═════ Records for the exercise

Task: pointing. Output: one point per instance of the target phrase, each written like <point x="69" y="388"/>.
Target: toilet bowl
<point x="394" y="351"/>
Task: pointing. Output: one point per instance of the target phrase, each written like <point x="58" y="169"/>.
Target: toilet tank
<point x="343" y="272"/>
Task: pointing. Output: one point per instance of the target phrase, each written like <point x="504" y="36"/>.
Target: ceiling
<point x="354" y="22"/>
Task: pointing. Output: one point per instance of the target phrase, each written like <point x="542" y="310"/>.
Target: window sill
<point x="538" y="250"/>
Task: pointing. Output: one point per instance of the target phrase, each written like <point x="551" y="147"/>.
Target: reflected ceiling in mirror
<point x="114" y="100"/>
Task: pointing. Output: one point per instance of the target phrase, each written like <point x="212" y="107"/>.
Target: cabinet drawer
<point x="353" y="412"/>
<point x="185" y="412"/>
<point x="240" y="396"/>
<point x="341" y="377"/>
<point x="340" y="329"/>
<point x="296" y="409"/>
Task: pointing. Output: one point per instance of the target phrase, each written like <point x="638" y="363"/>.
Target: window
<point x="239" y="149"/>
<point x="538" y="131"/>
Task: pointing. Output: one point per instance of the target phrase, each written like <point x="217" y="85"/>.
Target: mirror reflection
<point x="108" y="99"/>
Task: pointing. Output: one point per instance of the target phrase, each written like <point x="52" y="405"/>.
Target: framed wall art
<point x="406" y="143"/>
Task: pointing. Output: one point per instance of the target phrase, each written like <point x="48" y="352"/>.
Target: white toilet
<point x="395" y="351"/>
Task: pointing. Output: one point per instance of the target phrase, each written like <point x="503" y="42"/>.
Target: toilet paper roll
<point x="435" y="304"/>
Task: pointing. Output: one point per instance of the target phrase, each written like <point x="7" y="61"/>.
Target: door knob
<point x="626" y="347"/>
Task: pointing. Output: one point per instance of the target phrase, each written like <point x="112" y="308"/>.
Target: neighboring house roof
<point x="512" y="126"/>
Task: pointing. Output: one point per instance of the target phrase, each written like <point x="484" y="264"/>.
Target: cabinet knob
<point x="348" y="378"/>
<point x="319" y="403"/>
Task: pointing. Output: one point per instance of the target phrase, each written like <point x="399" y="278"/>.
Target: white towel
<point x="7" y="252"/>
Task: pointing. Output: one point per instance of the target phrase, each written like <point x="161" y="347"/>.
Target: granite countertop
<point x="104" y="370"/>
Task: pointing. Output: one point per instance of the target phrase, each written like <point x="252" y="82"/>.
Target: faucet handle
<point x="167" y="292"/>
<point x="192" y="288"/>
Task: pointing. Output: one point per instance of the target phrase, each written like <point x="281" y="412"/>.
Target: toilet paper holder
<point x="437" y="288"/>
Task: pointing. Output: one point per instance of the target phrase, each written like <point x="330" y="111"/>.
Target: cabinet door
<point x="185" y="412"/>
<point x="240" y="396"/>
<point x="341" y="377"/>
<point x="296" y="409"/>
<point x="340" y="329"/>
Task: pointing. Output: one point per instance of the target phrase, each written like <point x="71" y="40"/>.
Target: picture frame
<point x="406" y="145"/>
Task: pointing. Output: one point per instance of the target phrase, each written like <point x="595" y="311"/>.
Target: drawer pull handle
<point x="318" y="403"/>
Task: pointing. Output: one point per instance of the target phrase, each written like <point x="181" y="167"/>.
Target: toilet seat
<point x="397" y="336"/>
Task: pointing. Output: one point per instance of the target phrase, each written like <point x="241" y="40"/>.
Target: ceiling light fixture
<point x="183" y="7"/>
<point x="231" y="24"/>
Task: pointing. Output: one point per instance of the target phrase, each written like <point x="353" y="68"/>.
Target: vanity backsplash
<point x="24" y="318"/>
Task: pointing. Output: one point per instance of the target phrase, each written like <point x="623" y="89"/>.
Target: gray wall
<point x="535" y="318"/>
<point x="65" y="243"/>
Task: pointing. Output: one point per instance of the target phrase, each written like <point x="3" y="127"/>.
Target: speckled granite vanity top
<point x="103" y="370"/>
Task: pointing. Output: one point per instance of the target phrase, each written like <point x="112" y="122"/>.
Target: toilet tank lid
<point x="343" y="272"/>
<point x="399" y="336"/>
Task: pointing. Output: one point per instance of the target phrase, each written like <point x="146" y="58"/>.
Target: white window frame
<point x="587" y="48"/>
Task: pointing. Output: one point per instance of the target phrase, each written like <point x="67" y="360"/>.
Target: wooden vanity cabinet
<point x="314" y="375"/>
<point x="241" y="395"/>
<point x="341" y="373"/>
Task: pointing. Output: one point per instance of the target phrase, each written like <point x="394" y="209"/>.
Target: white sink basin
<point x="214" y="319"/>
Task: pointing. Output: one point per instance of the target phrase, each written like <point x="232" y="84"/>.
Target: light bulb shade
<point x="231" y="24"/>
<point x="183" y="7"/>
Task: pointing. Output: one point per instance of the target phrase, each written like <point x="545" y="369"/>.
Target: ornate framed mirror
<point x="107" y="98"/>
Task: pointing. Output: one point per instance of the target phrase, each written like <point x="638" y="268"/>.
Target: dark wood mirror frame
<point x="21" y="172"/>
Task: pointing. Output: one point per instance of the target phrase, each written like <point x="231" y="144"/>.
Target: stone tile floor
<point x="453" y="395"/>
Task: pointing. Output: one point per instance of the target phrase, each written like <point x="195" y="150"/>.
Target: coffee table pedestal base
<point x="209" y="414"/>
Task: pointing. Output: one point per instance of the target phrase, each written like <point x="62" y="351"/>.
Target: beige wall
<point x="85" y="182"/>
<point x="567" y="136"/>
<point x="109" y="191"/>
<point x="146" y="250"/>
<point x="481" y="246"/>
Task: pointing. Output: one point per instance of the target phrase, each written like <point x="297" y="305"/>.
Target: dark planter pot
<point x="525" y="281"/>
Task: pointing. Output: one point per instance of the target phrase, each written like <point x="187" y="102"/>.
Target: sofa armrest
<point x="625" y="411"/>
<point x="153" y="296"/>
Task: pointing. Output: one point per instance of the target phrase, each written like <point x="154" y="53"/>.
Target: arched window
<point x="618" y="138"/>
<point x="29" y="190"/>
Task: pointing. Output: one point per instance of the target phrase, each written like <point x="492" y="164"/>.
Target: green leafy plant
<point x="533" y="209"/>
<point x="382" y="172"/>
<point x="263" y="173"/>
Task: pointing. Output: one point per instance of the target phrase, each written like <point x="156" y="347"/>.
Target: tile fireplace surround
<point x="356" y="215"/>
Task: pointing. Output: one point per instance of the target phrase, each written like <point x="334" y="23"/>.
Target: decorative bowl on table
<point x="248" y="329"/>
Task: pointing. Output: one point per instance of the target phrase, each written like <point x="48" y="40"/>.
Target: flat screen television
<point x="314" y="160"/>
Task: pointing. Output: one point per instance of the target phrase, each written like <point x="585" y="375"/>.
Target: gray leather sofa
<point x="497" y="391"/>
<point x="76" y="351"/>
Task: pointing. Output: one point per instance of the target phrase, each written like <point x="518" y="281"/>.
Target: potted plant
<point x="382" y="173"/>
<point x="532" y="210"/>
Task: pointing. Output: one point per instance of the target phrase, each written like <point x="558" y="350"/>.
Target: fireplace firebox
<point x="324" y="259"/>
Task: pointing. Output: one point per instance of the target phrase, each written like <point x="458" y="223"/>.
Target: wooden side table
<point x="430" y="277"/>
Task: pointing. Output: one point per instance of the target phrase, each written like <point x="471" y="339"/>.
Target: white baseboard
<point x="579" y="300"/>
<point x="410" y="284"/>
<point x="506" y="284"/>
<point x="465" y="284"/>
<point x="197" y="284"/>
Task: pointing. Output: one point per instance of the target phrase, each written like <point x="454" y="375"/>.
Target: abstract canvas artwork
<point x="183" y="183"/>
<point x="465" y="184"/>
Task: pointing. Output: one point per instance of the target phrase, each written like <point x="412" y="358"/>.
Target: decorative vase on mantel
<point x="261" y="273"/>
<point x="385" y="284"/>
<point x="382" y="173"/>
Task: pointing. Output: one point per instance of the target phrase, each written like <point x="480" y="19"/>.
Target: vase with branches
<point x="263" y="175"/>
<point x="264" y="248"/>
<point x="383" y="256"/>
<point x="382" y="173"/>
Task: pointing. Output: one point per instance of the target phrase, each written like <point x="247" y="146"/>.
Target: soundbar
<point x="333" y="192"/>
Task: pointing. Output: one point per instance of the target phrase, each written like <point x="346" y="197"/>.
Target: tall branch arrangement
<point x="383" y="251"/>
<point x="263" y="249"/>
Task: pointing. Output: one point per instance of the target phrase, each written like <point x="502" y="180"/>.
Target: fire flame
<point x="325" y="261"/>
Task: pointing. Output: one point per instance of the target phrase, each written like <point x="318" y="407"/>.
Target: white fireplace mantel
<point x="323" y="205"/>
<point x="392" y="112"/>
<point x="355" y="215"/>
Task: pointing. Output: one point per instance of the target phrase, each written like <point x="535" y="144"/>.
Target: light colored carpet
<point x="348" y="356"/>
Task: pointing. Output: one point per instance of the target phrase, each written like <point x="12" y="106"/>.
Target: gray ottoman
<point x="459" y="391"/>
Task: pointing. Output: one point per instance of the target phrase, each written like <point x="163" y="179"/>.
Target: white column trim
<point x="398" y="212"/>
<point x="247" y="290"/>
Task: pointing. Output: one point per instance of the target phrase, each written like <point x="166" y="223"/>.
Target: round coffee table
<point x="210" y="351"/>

══════════

Only the lines from the one containing "Target: white column trim" through the end of the records above belong in the answer, each exactly as written.

Target: white column trim
<point x="398" y="212"/>
<point x="247" y="290"/>
Task: pointing. Output: one point per instance of the target phrase, each written like <point x="166" y="223"/>.
Target: round coffee table
<point x="210" y="351"/>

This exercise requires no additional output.